## Text passage:
## BEGIN

We were fortunate to start FreeAgent at a point in time when things had just taken a turn for the better for web developers. Prior to 2005, I was writing web apps in Java using technologies such as Spring, Velocity and (sorry for swearing) Struts.
Then along came Ruby on Rails.
Rails was perfect for our bootstrapped startup. Its conventions allowed us to focus on rapidly developing the core functionality and front-end UX of our app (yes, with hindsight at the cost of ignoring ‘purer’ OOD approaches… but that’s another story) without worrying about configuration. Writing Ruby made me happy. The Ruby/Rails community encouraged us to write TDD. I was productive. We shipped a complex web app in less than a year.
But as any seasoned Rails developer will tell you, it’s not all sweetness and light. Especially when it comes to upgrading Rails.

## END

## To-do list:
**a)** According to the Rails passage, how long did it take to ship the complex web app?
**b)** Rewrite the Rails passage starting at "We were fortunate" and ending at "to upgrading Rails.", putting "Wicket" where "Struts" appears.

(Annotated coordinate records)

## BEGIN

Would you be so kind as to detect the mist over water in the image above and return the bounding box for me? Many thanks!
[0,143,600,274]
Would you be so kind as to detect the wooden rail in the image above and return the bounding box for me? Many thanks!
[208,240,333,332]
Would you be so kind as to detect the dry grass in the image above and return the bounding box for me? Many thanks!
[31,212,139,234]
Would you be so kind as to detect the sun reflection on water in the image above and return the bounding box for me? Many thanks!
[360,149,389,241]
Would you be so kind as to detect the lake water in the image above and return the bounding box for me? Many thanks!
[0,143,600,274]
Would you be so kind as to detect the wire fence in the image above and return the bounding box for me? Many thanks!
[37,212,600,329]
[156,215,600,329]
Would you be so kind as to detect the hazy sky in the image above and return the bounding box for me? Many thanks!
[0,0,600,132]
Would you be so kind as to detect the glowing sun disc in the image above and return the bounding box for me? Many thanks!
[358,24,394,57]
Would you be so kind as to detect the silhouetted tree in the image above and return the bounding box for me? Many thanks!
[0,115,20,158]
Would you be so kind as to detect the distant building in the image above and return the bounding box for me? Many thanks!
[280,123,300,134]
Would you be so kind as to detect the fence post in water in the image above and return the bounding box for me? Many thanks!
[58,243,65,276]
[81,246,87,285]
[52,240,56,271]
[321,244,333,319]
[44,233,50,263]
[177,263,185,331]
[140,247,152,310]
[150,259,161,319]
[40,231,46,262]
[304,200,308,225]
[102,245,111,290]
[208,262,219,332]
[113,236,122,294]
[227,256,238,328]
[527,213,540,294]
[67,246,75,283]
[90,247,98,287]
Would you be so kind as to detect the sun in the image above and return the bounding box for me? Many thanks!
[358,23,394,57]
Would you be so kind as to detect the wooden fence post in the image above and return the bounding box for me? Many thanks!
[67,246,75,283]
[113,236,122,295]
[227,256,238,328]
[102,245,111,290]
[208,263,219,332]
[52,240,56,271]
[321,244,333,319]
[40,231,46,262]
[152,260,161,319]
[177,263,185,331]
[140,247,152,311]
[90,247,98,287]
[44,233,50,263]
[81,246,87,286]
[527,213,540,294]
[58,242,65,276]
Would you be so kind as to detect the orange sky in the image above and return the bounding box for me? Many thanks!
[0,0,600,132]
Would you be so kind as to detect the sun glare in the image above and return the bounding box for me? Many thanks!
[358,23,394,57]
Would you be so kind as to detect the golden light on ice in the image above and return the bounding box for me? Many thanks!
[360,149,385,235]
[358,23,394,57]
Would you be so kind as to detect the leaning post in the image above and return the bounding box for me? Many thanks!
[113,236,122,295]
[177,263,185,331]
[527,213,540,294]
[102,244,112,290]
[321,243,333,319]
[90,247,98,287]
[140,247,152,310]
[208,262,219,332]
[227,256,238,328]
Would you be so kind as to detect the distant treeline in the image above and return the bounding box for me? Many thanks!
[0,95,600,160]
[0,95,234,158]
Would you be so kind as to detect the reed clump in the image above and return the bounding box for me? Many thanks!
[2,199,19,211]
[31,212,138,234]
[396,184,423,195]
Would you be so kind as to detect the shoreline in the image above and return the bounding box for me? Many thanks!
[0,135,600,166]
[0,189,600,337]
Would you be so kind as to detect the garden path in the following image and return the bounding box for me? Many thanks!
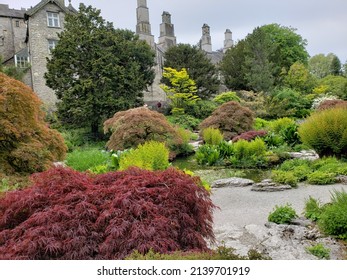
[212,184,347,260]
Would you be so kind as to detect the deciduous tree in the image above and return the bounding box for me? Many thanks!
[45,4,154,137]
[163,44,220,99]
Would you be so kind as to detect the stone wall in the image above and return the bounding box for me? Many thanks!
[28,3,65,105]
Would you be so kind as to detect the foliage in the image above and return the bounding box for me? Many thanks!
[213,91,241,105]
[200,101,253,140]
[312,94,337,109]
[318,191,347,240]
[304,196,323,222]
[230,138,267,167]
[160,67,200,115]
[232,130,267,143]
[0,73,66,174]
[317,75,347,100]
[0,55,30,81]
[317,99,347,110]
[126,246,268,260]
[306,243,330,260]
[195,144,222,166]
[308,53,341,79]
[271,170,298,188]
[166,114,201,131]
[266,87,313,118]
[104,107,185,158]
[202,127,223,145]
[307,171,337,185]
[186,100,218,120]
[119,141,169,171]
[0,168,215,260]
[162,44,219,99]
[283,62,316,93]
[268,204,298,224]
[45,4,155,135]
[298,108,347,157]
[65,147,110,171]
[0,178,19,194]
[253,118,270,130]
[221,24,309,92]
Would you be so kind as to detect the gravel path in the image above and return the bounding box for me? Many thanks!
[212,184,347,260]
[212,184,347,227]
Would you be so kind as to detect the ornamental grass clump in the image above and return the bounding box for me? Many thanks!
[298,107,347,158]
[0,168,215,260]
[0,73,66,175]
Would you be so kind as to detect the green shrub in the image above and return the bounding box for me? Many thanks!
[126,246,269,260]
[268,204,298,224]
[195,144,222,166]
[186,100,217,120]
[271,170,298,188]
[298,108,347,158]
[200,101,254,140]
[318,191,347,240]
[119,141,169,171]
[304,196,323,222]
[307,170,337,185]
[279,159,312,182]
[202,127,223,145]
[253,118,270,130]
[268,118,295,134]
[65,147,110,171]
[213,91,241,105]
[217,141,234,159]
[230,138,266,167]
[306,243,330,260]
[166,114,201,131]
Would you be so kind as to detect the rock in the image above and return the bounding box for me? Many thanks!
[211,177,254,188]
[336,175,347,185]
[251,179,292,192]
[290,217,314,227]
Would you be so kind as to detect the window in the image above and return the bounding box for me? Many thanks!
[14,55,29,68]
[48,39,58,53]
[47,12,60,27]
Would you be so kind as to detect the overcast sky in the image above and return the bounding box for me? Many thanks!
[12,0,347,63]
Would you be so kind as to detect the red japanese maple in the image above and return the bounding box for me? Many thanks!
[0,168,215,259]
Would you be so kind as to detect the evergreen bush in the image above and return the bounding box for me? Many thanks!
[298,108,347,158]
[0,73,66,174]
[268,204,298,224]
[318,191,347,240]
[200,101,254,140]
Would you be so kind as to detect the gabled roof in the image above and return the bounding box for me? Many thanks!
[25,0,76,20]
[0,4,25,19]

## END

## Answers:
**a)** Less than a year.

**b)**
We were fortunate to start FreeAgent at a point in time when things had just taken a turn for the better for web developers. Prior to 2005, I was writing web apps in Java using technologies such as Spring, Velocity and (sorry for swearing) Wicket.
Then along came Ruby on Rails.
Rails was perfect for our bootstrapped startup. Its conventions allowed us to focus on rapidly developing the core functionality and front-end UX of our app (yes, with hindsight at the cost of ignoring ‘purer’ OOD approaches… but that’s another story) without worrying about configuration. Writing Ruby made me happy. The Ruby/Rails community encouraged us to write TDD. I was productive. We shipped a complex web app in less than a year.
But as any seasoned Rails developer will tell you, it’s not all sweetness and light. Especially when it comes to upgrading Rails.